_SHORT TASK_. Reproduce the lines of the records below word for word, starting with the line that contains "Reviewer note: every instance of the red and white shorts" and continuing through the final line of the records.

[Start of RAW RECORDS]

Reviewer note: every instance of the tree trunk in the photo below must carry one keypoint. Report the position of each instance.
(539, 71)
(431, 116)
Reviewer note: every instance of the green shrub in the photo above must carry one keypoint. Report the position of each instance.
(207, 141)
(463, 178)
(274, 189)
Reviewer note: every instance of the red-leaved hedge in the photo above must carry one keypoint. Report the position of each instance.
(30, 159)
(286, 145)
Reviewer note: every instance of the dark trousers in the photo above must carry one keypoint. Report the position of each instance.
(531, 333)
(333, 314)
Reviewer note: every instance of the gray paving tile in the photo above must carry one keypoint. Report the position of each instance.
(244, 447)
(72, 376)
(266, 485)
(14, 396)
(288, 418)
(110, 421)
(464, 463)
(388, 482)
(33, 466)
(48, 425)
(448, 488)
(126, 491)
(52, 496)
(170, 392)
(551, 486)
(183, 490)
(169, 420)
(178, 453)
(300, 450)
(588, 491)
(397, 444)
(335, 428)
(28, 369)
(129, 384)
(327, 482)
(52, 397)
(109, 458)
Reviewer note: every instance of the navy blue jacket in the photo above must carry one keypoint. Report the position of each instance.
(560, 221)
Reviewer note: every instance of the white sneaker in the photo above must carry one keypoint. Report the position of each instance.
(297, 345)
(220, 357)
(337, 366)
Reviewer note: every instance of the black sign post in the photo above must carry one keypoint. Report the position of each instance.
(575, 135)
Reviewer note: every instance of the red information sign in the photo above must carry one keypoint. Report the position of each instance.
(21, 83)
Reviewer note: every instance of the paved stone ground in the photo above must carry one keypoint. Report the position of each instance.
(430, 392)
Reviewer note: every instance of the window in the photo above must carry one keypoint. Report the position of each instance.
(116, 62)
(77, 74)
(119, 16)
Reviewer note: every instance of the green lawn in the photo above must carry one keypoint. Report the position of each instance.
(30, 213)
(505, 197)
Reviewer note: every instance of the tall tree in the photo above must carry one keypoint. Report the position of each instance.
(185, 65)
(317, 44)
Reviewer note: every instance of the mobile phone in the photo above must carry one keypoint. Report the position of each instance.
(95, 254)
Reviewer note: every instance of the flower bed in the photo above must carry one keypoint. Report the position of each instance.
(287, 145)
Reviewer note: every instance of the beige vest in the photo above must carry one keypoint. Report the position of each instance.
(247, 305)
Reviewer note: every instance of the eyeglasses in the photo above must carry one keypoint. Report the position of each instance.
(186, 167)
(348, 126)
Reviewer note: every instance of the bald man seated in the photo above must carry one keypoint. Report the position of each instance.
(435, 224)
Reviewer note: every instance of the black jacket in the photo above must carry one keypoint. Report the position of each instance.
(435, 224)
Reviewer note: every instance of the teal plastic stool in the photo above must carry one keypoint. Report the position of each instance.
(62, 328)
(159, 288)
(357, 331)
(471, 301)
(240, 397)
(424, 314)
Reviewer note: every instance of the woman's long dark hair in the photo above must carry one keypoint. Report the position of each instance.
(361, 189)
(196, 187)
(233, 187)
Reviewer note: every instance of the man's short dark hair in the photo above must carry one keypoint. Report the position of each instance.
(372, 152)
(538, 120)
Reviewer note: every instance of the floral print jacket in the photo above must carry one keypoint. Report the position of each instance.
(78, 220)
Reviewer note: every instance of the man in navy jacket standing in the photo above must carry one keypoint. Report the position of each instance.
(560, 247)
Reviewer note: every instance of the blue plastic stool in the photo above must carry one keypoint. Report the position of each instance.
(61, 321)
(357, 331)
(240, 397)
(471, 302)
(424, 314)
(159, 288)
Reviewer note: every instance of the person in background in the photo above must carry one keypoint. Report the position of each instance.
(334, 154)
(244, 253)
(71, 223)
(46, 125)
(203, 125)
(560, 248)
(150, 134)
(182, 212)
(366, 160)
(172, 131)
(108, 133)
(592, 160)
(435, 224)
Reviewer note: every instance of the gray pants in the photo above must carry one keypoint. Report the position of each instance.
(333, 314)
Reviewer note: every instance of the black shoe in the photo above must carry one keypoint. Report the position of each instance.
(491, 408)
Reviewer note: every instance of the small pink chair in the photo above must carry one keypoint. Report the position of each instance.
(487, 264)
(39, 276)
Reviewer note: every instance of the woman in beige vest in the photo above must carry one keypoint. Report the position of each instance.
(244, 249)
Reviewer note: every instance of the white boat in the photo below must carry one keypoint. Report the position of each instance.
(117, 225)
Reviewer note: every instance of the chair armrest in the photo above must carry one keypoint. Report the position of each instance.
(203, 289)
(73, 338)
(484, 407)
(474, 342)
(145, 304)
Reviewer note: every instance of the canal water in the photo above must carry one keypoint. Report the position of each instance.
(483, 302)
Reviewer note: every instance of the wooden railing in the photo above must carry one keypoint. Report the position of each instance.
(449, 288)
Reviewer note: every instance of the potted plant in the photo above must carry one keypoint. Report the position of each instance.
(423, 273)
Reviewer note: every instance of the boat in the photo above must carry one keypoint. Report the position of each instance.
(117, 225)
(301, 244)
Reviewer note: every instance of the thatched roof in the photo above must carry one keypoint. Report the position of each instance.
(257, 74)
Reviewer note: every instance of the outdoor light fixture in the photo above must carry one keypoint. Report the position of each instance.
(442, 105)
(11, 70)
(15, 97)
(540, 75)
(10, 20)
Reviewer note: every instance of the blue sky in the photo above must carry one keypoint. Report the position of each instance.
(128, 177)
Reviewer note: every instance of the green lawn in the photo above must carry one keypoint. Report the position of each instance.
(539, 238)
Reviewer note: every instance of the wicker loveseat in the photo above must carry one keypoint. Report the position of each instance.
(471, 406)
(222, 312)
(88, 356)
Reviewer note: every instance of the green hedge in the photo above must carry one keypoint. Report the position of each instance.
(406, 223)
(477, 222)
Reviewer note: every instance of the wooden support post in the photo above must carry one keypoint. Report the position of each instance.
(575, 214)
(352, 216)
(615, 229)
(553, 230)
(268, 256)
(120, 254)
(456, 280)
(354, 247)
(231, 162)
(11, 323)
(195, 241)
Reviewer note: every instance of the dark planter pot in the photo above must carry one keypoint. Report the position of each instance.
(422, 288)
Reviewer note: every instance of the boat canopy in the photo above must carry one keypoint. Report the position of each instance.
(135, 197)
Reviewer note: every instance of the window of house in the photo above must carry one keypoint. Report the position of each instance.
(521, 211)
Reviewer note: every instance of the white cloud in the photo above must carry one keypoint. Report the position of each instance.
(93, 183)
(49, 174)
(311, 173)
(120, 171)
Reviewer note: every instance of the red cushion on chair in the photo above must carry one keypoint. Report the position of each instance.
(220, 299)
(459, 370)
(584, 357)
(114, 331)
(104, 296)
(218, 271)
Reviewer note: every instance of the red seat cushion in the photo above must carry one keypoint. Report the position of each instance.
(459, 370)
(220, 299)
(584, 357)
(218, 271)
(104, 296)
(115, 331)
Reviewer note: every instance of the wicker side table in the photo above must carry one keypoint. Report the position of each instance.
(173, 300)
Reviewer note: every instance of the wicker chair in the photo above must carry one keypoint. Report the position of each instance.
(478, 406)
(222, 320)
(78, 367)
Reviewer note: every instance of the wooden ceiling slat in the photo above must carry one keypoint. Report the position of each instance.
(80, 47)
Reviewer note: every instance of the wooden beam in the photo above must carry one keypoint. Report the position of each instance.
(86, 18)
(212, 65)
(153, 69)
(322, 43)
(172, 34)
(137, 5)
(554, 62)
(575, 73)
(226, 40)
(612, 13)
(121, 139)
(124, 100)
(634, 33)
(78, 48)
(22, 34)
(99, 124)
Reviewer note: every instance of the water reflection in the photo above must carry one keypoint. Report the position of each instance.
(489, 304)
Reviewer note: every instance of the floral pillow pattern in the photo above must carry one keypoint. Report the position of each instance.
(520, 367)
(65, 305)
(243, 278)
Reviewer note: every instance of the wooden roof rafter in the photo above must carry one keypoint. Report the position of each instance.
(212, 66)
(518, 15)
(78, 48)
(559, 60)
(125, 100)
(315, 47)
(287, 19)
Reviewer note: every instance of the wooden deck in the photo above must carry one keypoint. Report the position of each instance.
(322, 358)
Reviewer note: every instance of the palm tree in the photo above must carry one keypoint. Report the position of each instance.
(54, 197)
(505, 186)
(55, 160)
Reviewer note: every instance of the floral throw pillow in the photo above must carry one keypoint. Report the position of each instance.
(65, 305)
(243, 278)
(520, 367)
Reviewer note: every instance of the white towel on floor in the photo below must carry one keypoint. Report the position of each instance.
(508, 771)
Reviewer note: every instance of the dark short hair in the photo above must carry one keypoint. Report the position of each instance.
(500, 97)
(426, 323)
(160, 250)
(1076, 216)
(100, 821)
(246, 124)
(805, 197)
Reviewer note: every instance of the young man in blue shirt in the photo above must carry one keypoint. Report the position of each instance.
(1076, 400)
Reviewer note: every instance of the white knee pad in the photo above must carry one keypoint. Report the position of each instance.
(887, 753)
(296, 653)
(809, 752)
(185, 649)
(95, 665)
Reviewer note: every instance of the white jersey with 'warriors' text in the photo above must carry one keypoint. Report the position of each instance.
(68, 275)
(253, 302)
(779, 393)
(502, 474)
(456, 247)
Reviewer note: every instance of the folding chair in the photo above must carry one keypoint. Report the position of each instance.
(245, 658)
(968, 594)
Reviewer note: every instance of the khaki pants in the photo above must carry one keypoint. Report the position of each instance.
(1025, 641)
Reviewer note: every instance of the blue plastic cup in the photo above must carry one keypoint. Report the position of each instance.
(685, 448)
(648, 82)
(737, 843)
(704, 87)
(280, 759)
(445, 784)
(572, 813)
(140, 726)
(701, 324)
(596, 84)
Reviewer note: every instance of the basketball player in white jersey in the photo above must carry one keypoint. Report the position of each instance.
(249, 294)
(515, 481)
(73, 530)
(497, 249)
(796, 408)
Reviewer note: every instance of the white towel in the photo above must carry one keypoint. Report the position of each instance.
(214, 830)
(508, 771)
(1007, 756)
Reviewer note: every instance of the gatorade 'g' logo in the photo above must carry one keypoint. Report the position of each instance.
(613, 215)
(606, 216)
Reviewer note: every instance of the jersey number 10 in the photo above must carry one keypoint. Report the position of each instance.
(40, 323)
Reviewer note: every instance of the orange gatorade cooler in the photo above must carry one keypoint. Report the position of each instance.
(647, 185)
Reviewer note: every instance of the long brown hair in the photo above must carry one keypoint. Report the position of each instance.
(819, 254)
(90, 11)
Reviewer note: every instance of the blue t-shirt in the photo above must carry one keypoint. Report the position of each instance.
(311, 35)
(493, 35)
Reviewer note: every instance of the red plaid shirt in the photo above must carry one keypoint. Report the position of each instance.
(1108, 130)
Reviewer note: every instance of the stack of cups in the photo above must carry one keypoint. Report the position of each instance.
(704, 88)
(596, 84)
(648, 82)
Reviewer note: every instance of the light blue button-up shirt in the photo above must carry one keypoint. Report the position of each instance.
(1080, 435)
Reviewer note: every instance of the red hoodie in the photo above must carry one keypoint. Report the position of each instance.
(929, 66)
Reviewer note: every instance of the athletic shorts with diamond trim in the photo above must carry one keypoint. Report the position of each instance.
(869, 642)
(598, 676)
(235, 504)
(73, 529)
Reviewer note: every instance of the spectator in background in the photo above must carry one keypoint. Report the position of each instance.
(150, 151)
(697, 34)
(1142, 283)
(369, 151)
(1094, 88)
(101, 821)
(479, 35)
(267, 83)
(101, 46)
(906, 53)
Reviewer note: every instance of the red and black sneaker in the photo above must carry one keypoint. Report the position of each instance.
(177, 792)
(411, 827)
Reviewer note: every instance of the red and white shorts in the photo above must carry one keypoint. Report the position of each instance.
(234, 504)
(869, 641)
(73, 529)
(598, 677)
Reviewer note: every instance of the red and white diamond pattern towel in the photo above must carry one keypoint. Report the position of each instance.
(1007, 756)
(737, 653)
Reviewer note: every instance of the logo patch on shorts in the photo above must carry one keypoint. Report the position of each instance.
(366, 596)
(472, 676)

[End of RAW RECORDS]

_RESPONSE_.
Reviewer note: every instance of the red and white shorts in the photo above must carry one keypoint. Report the position of each instance.
(234, 504)
(869, 641)
(73, 529)
(598, 677)
Reviewer note: every instance of the red and white diamond pattern towel in the photo above must carry one keypoint. Report the position of each instance.
(1007, 756)
(737, 653)
Reviewer note: every instance of the logo patch on shorts in the photo above must carry one keypoint. Report the position of each instance.
(366, 596)
(472, 676)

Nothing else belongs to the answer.